== Фрагмент документа ==

■ ■ ■ ■ ■

К тому же хороших, опытных звероводов всегда не хватало. Таких, как Зинаида Ивановна Копейкина, ныне уже вышедшая на пенсию. Рассказывают, что она носила слепых еще, квелых щенков за пазухой, высиживала с ними по два сеанса в кино, укладывала спать дома на подушках, отпаивала из пипетки либо прямо изо рта глюкозой, откармливала куриными желтками... Стало привычным, что она забирала щенков, от которых отказывались другие звероводы: авитаминозных, цинготных, хроменьких, увечных.- И мало-помалу возвращала их к жизни. Песцы — зверюшки неблагодарные, оттого-то и лицо у Зинаиды Ивановны бывало в свежих шрамах, а руки в бинтах.
Я неспроста говорю о клеточном песцовом хозяйстве на островах в прошедшем времени, ибо ныне оно упразднено.

■ ■ ■ ■ ■

== Список заданий ==
**1)** Чем, по словам отрывка о песцовом хозяйстве, Зинаида Ивановна Копейкина откармливала щенков?
**2)** Продолжите отрывок о песцовом хозяйстве, начав сразу после его последнего предложения.

■ ■ ■ ■ ■

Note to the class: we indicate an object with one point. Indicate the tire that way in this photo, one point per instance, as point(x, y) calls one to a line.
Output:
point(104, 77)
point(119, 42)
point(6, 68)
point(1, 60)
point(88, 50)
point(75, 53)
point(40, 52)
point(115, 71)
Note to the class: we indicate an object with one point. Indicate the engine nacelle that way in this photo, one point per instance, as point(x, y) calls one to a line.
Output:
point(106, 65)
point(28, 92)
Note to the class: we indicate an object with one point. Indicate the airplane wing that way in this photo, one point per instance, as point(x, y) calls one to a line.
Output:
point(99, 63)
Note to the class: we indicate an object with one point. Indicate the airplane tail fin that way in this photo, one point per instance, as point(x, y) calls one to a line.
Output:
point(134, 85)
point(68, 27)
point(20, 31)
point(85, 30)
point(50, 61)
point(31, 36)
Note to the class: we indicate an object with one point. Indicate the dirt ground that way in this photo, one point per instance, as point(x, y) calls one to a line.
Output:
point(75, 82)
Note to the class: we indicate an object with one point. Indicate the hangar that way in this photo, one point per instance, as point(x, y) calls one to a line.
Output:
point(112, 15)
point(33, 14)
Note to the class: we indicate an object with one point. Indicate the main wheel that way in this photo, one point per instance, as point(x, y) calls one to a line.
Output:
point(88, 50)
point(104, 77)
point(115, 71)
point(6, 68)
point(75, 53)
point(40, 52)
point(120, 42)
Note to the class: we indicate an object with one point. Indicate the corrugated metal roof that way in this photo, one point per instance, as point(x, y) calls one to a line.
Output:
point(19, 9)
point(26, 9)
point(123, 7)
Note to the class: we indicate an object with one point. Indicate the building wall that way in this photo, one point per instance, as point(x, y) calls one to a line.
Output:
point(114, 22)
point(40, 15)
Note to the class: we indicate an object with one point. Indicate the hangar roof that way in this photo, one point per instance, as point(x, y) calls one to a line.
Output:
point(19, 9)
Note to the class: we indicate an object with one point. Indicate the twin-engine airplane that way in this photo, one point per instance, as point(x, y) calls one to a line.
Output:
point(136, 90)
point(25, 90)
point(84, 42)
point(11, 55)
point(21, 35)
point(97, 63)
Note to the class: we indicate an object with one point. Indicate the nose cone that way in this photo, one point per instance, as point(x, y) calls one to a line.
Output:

■ ■ ■ ■ ■

== Ответы к заданиям ==
**1)** Куриными желтками.

**2)**
В чем лее причина? Оказывается, не та несколько лет назад установилась мода. Мода пошла на так называемого норвежского вуального песца — более гладкий, с шелковистым отливом мех. Попробовали на скорую руку завести норвежского — тоже не получилось; малый выход щенков на самку, явно убыточно. Сейчас ни командорского, ни норвежского...
Иван Федорович Скрипников, когда я его порядком допек своими расспросами, признался откровенно:
— Да, может, и поспешили мы с песцом. Мода — она, понятно, с причудами. Был голубой песец не модный, а теперь вот, поговаривают, снова появился спрос на лохматый мех. Только теперь уж вся надежда на охотников...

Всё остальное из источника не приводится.